=== To do ===
Return every one of the lines below unchanged, character for character.

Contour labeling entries

▽

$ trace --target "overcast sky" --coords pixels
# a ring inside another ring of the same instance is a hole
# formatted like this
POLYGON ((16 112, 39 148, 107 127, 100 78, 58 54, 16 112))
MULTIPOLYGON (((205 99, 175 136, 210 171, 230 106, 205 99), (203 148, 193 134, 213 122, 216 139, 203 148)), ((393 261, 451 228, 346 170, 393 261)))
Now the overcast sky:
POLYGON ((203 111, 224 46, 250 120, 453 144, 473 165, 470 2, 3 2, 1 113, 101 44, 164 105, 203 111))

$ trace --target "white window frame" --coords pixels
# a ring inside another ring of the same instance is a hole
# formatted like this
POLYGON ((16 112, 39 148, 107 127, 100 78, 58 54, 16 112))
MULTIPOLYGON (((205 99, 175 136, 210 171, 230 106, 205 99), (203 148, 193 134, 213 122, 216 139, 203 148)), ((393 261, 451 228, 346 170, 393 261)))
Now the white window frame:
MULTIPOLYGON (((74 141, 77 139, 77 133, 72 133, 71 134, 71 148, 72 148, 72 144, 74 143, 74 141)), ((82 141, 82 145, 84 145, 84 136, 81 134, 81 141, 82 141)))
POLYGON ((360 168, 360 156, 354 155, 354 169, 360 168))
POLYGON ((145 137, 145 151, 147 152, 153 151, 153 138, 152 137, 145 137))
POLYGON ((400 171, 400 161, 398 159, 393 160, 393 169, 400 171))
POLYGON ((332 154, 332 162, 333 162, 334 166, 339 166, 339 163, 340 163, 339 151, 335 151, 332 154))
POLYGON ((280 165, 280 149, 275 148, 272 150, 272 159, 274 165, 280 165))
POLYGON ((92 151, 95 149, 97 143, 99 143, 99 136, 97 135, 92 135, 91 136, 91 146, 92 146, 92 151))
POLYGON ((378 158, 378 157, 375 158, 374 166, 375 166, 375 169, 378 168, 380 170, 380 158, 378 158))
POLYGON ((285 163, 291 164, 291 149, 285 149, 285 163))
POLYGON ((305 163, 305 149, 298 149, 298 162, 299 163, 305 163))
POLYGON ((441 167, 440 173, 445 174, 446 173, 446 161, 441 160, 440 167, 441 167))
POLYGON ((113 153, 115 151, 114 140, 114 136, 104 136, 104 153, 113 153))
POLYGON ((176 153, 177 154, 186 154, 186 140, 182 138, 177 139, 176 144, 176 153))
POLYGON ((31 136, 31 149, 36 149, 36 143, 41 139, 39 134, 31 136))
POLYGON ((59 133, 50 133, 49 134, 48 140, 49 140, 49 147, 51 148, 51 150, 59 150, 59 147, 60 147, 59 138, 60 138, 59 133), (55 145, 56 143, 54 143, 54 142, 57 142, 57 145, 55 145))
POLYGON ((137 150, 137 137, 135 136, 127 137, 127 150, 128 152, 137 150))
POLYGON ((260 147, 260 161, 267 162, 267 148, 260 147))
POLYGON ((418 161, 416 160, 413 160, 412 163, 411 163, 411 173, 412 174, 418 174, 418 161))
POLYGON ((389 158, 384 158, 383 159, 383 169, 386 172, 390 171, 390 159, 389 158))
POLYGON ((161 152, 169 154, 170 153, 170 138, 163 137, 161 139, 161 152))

△

=== The result ===
$ trace --target "overcast sky" --coords pixels
# a ring inside another ring of the same instance is a hole
# formatted like this
POLYGON ((16 112, 39 148, 107 127, 100 78, 58 54, 16 112))
MULTIPOLYGON (((205 99, 175 136, 210 171, 230 106, 205 99), (203 148, 193 134, 213 122, 216 139, 203 148)), ((393 261, 451 228, 346 170, 393 261)))
Now the overcast sky:
POLYGON ((203 111, 224 46, 250 120, 453 144, 473 165, 470 2, 3 2, 1 113, 101 44, 164 105, 203 111))

$ trace --target "white window frame" --coords pixels
# a ring inside another ring of the same instance is a hole
# formatted like this
POLYGON ((16 112, 39 148, 107 127, 100 78, 58 54, 16 112))
MULTIPOLYGON (((205 99, 175 136, 210 171, 230 106, 205 99), (203 148, 193 134, 213 122, 216 139, 203 148)), ((393 261, 451 228, 346 170, 393 261)))
Now the white window frame:
MULTIPOLYGON (((74 141, 77 139, 77 133, 72 133, 71 134, 71 148, 72 148, 72 144, 74 143, 74 141)), ((82 141, 82 145, 84 145, 84 136, 81 134, 81 141, 82 141)))
POLYGON ((360 168, 360 156, 354 155, 354 169, 360 168))
POLYGON ((145 137, 145 151, 147 152, 153 151, 153 138, 152 137, 145 137))
POLYGON ((400 171, 400 161, 398 159, 393 160, 393 169, 400 171))
POLYGON ((332 154, 332 162, 333 162, 334 166, 339 166, 339 163, 340 163, 339 151, 335 151, 332 154))
POLYGON ((280 165, 280 149, 275 148, 272 150, 272 159, 274 165, 280 165))
POLYGON ((92 151, 95 149, 97 143, 99 143, 99 136, 97 135, 92 135, 91 136, 91 146, 92 146, 92 151))
POLYGON ((378 158, 378 157, 375 158, 374 166, 375 166, 375 169, 378 168, 380 170, 380 158, 378 158))
POLYGON ((285 163, 291 164, 291 149, 285 149, 285 163))
POLYGON ((305 163, 305 149, 298 149, 298 162, 299 163, 305 163))
POLYGON ((441 167, 440 173, 445 174, 446 173, 446 161, 441 160, 440 167, 441 167))
POLYGON ((113 153, 115 151, 114 140, 114 136, 104 136, 104 153, 113 153))
POLYGON ((176 153, 177 154, 186 154, 186 140, 182 138, 177 139, 176 144, 176 153))
POLYGON ((31 136, 31 149, 36 149, 36 143, 41 139, 39 134, 31 136))
POLYGON ((59 133, 50 133, 49 134, 48 140, 49 140, 49 147, 51 148, 51 150, 59 150, 59 147, 60 147, 59 138, 60 138, 59 133), (55 145, 56 143, 54 143, 54 142, 57 142, 57 145, 55 145))
POLYGON ((137 150, 137 137, 135 136, 127 137, 127 150, 128 152, 137 150))
POLYGON ((260 147, 260 161, 267 162, 267 148, 260 147))
POLYGON ((418 161, 416 160, 413 160, 412 163, 411 163, 411 173, 412 174, 418 174, 418 161))
POLYGON ((389 158, 384 158, 383 159, 383 169, 386 172, 390 171, 390 159, 389 158))
POLYGON ((161 152, 169 154, 170 153, 170 138, 163 137, 161 139, 161 152))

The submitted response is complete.